### Data in this exercise

....

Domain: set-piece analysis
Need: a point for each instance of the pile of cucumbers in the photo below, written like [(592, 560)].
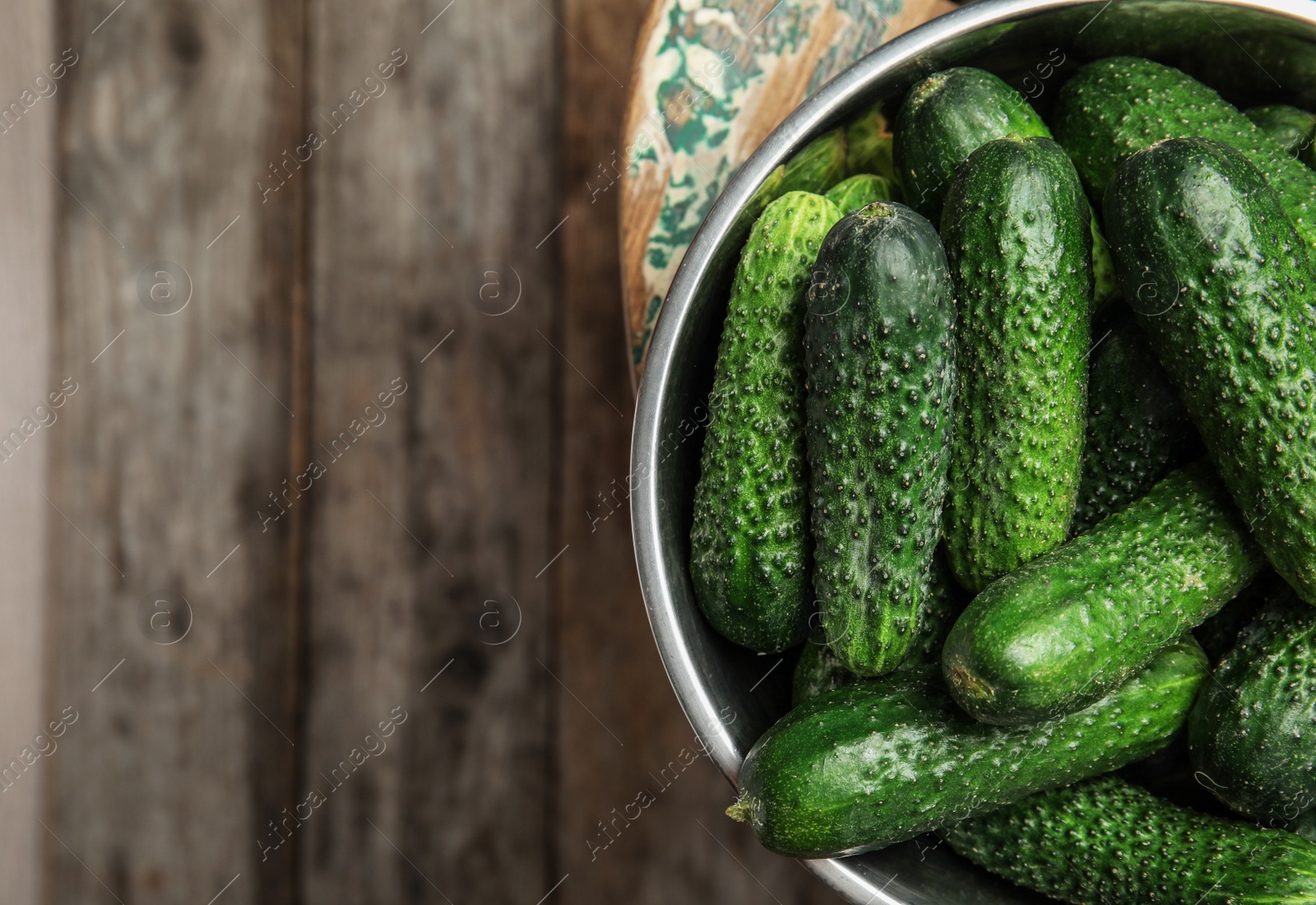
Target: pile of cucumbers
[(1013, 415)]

....

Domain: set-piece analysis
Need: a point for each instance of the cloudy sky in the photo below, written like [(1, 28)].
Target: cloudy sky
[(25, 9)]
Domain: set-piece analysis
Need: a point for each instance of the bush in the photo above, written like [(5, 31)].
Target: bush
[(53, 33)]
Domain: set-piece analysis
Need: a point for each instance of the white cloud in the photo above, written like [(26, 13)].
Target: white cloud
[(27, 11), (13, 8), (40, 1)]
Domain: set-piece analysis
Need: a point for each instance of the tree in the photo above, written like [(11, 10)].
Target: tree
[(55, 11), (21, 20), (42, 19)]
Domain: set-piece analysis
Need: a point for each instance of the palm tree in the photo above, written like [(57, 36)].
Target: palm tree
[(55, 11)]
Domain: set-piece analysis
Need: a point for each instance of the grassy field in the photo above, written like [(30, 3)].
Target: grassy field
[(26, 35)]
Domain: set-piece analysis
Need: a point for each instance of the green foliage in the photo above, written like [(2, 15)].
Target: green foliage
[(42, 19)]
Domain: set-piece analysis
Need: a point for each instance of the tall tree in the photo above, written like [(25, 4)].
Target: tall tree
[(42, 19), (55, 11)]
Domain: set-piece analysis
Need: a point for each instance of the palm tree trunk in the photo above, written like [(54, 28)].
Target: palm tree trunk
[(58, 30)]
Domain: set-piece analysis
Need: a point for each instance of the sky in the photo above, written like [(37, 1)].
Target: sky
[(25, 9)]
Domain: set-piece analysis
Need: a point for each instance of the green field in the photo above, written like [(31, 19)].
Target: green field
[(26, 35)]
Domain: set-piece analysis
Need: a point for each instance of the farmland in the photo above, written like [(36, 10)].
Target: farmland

....

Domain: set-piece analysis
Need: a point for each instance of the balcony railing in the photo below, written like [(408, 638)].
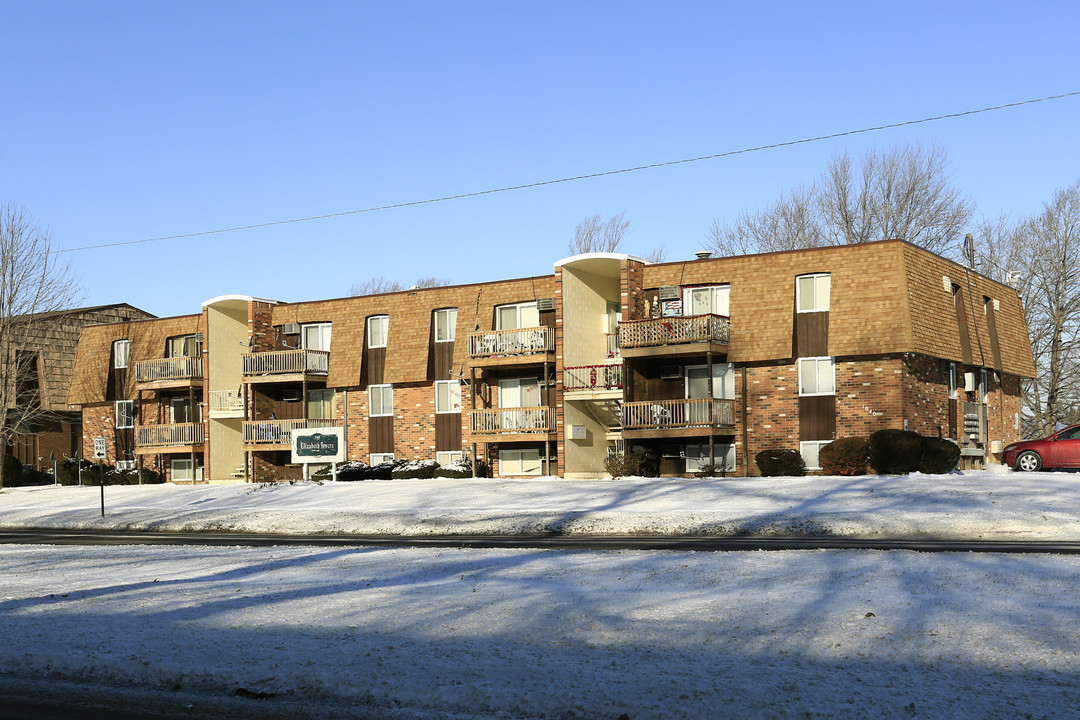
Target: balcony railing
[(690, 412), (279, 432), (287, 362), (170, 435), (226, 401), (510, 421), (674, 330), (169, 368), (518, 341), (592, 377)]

....

### What you have to do
Report in full each line of the records that contains the string "railing"

### The response
Need: a point for each instance of the balcony railing in the photo below, written like [(408, 638)].
Target: balcony railing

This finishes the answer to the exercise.